### PROVIDED PASSAGE
===

If you read anything about this guy's tenure at the company, it becomes
apparent he was riding someone else's coattails at Apple and possibly at
Target... because all he did was copy org structures from Apple to graft them
onto JCP without understanding why or how they worked at Apple. He lacked
basic retail understanding and was a typical middle-road MBA pointy-haired
boss. I just wish I understood how I could get hired to fail like he and so
many other execs do -- the pay is so much better! The joke is clearly on me.

He was no different than a 'Senior dev' copy-pasting a bunch of Stack Overflow
Java code in your team's C environment. Guess what, it was convincing at first
but doesn't work ("what do you mean C has memory leaks?").

His approach failed for many reasons, but most succinctly the failure is
because JCP is a discount brand and Apple is a premium brand. So far our
understanding of retail is that premium and discount stores operate
differently. He thought he could take premium behaviors and apply them to
discounts (in fairness, this is what he took credit for at Target, but having
talked to people in MN it seems that credit was JCP PR to explain how he got
hired).

My favorite moves from this guy (recalling from memory, apologies for not
providing HN-worthy citations):

\-- When it became clear JCP was't getting traction with the new promotion
structure ('best price' nonsense) last summer he blamed and fired his good
friend and longtime colleague who he personally brought to JCP. He had worked
with the guy for years, and somehow the execution of a bad idea was the
problem. He took no responsibility and charged ahead. Very quietly he started
dismantling his bad ideas.

\-- He stopped discount sales altogether. At a discounter. Without explaining
or convincing others that they would have cheaper prices than competition.

\-- He stopped clearance altogether. Most of my purchases at JCP over the
years have been from clearance, so people like me had zero reason to step
inside the store ever again.

\-- He never moved to Plano so he could keep attending church in CA, and he
only flew to the HQ 3 days a week (on average). Plano has an equivalent
denomination church, and I imagine his CA community would understand the
absence. Few people at the company HQ had a chance to talk to him in person. I
don't understand how you can turn around a billion-dollar corporation
remotely.

\-- He encouraged teams not to talk to each other and be secretive, because
somehow that led to a better customer experience when everyone was confused.
He asked some teams to report directly to him. JCP doesn't build consumer
products, they build store layouts and discount structures. The secrecy was
stupid when you consider he managed remotely and was a communication point-of-
failure. Some 'incubator' teams were allowed full access to disrupt normal
operations, and my understanding is that there was quite a bit of friction
that led to much lower productivity.

===

### EXTRACTED ENTRIES

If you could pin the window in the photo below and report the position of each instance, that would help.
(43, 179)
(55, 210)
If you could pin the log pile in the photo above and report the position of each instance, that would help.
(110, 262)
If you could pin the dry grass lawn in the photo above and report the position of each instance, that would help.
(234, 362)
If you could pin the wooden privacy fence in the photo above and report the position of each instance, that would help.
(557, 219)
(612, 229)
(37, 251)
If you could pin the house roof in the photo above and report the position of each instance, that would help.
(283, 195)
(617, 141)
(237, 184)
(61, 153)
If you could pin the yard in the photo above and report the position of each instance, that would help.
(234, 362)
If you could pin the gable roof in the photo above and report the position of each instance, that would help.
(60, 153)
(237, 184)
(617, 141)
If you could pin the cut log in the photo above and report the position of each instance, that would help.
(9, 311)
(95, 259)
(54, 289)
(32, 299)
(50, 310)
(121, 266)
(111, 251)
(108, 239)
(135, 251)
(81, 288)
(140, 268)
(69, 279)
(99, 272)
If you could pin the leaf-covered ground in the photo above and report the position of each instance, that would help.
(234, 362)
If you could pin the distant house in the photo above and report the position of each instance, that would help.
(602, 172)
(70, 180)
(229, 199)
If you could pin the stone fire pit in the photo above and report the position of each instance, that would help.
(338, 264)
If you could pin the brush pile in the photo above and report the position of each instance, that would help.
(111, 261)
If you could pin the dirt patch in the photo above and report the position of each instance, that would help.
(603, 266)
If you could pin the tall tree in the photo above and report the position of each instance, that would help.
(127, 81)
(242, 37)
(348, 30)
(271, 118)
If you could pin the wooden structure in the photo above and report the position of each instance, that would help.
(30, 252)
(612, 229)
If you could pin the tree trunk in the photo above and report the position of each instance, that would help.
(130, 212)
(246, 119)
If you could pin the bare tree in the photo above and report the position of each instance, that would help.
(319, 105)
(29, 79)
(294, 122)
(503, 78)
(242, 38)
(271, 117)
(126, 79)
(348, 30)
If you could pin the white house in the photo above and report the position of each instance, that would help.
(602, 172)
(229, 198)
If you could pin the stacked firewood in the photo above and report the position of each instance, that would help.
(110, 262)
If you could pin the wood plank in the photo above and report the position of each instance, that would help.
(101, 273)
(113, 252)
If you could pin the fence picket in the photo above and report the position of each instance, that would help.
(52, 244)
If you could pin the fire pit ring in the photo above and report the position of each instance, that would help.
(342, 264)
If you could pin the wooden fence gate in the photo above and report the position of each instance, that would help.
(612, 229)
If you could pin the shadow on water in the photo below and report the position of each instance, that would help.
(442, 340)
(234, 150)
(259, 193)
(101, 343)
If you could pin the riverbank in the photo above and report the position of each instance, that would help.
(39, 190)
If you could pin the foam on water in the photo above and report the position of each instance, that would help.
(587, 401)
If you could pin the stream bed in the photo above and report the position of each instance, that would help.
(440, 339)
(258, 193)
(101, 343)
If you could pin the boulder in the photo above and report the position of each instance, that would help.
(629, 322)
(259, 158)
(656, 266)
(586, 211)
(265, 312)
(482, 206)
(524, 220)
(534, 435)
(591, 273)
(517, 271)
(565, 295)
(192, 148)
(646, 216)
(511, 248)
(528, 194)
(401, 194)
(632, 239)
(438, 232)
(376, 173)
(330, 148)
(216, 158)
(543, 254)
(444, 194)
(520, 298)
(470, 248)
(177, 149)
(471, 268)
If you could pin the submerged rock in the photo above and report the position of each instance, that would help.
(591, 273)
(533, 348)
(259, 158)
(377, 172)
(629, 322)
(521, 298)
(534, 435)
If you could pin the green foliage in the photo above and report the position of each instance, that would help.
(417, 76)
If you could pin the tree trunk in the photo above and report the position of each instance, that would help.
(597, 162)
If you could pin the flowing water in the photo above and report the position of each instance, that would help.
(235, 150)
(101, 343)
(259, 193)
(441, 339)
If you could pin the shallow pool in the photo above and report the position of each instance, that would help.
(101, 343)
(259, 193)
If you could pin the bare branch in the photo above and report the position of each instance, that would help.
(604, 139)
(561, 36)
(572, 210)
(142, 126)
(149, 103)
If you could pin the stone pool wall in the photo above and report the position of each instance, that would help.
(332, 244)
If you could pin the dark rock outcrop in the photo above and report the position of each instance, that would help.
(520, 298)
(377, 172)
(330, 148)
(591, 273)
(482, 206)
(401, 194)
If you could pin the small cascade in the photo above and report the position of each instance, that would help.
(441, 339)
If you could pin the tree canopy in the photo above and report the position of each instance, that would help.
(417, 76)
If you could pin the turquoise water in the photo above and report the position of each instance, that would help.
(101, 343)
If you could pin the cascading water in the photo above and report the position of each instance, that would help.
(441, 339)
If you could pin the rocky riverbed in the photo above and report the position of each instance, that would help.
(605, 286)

===

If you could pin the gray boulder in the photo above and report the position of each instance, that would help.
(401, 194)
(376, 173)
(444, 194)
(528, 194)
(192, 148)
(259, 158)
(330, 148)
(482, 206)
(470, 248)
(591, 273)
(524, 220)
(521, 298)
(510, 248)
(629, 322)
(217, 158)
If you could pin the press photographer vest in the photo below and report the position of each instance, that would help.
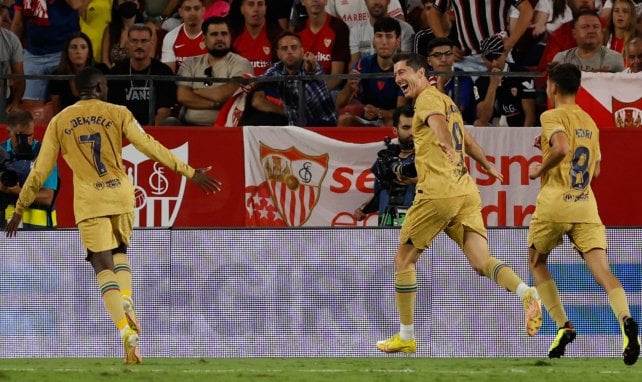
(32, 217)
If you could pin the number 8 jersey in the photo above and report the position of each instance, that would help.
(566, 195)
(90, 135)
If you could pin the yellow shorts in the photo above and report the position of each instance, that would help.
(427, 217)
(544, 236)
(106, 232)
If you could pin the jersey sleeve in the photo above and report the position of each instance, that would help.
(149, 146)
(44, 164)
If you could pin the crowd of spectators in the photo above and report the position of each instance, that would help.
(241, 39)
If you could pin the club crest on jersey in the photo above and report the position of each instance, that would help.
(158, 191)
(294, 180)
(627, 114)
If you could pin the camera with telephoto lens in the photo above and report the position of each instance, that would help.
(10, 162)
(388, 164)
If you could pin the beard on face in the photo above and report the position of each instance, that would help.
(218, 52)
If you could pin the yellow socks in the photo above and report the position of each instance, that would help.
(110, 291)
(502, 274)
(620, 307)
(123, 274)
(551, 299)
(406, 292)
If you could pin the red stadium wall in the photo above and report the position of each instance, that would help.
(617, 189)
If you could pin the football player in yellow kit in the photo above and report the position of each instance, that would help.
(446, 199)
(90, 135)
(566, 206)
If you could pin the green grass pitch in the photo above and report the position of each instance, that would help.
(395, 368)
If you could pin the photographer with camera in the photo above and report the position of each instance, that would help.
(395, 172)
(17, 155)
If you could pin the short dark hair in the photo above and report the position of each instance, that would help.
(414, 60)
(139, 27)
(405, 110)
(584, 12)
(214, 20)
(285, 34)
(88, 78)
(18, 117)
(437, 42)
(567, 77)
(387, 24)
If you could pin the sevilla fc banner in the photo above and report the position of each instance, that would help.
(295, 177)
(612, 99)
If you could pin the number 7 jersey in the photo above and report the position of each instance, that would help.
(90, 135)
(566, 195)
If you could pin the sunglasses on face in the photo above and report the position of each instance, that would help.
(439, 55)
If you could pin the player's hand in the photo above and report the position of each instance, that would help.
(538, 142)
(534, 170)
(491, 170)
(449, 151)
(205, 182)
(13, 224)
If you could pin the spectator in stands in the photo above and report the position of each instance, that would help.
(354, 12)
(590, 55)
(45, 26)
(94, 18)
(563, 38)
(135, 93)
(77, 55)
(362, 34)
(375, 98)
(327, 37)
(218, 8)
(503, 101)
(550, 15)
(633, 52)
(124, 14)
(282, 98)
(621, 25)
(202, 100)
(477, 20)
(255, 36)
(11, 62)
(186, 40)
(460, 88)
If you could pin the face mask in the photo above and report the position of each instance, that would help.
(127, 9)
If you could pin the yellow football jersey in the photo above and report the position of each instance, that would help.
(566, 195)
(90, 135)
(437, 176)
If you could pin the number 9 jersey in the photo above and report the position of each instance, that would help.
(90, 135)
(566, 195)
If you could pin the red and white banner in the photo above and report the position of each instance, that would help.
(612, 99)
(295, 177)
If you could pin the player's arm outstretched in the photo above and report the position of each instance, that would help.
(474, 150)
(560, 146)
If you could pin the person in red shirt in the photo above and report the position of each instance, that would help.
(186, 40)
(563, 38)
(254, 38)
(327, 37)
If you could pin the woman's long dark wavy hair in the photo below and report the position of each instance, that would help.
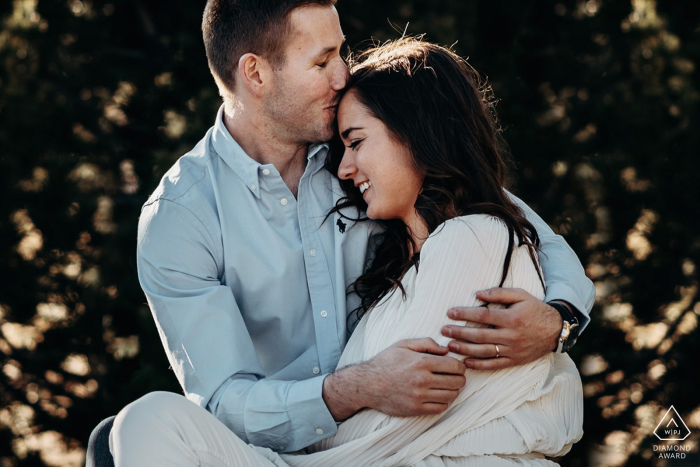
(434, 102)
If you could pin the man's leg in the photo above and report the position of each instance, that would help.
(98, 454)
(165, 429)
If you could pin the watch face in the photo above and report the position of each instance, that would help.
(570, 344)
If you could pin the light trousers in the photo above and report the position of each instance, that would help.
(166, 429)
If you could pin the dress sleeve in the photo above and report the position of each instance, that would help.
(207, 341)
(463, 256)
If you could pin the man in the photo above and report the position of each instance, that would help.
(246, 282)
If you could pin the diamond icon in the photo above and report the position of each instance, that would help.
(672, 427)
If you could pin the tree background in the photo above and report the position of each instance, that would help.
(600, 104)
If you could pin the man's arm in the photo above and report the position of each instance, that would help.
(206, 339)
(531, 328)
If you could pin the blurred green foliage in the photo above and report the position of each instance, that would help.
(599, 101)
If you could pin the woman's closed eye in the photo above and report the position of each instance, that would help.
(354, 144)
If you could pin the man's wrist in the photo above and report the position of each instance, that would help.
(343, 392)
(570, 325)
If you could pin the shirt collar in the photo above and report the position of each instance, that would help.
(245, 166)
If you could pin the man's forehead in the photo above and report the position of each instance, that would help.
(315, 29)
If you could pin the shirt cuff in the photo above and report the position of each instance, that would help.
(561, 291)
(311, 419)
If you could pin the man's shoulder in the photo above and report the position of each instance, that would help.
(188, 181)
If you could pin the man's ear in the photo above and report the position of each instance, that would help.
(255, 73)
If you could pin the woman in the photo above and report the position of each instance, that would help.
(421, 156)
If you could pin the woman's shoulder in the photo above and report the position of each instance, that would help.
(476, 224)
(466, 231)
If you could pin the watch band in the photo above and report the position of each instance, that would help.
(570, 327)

===

### EXERCISE INSTRUCTIONS
[a] Summarize the forum comment about the JCP executive in exactly two sentences.
[b] According to the forum comment about the JCP executive, how many days a week, on average, did he fly to headquarters?

### FULL ANSWERS
[a] The commenter argues that the executive failed at JCP mainly because he copied org structures and premium-brand behaviors from Apple onto JCP, a discount brand, without understanding why they worked at Apple. As examples, the commenter lists his firing of a longtime colleague over the failed promotion structure, his ending of discount sales and clearance, his remote management with only about three days a week at headquarters, and his encouragement of secrecy between teams.

[b] Three days a week.